> _Work instructions_: Write the data out again in full, with no departure from the original.

> _Data listing_:
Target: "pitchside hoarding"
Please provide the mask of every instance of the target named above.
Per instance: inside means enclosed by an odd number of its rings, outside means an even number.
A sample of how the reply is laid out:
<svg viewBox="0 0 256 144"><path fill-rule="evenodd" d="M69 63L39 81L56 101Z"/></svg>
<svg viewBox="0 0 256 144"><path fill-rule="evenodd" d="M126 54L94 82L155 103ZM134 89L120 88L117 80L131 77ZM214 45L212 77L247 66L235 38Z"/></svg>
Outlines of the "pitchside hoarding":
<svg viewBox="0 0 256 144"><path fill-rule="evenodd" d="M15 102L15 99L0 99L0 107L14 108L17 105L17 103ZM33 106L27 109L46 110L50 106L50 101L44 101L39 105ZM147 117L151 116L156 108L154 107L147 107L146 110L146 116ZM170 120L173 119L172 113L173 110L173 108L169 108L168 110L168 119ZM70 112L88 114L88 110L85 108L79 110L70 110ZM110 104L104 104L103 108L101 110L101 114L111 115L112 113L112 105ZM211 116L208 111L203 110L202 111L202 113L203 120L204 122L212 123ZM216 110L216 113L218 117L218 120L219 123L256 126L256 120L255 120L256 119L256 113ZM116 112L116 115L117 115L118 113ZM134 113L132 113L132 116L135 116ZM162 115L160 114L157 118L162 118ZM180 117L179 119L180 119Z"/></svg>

> _Complete output_:
Target: "pitchside hoarding"
Please provide the mask of every instance of the target named above.
Per instance: inside means enclosed by an odd number of its rings, outside means an even number.
A sample of how the reply is laid out:
<svg viewBox="0 0 256 144"><path fill-rule="evenodd" d="M69 63L39 81L56 101Z"/></svg>
<svg viewBox="0 0 256 144"><path fill-rule="evenodd" d="M126 54L94 82L155 103ZM134 89L120 88L117 80L131 77ZM214 45L212 77L247 66L235 38Z"/></svg>
Outlines of the "pitchside hoarding":
<svg viewBox="0 0 256 144"><path fill-rule="evenodd" d="M15 102L15 99L0 99L0 107L14 108L17 105L17 103ZM33 106L27 109L46 110L50 106L50 101L44 101L39 105ZM147 117L151 116L156 108L154 107L147 107L146 110L146 116ZM170 120L173 119L172 113L173 110L173 108L169 108L168 110L168 119ZM70 112L88 114L88 110L85 108L79 110L70 110ZM110 104L104 104L103 108L101 110L101 114L111 115L112 113L112 105ZM211 116L208 111L203 110L202 111L202 113L203 120L204 122L212 123ZM216 110L216 113L218 117L218 120L219 123L256 126L256 120L255 120L256 119L256 113ZM116 112L116 115L117 115L118 113ZM134 113L132 113L132 116L135 116ZM162 115L160 114L157 118L162 118ZM180 117L179 119L180 119Z"/></svg>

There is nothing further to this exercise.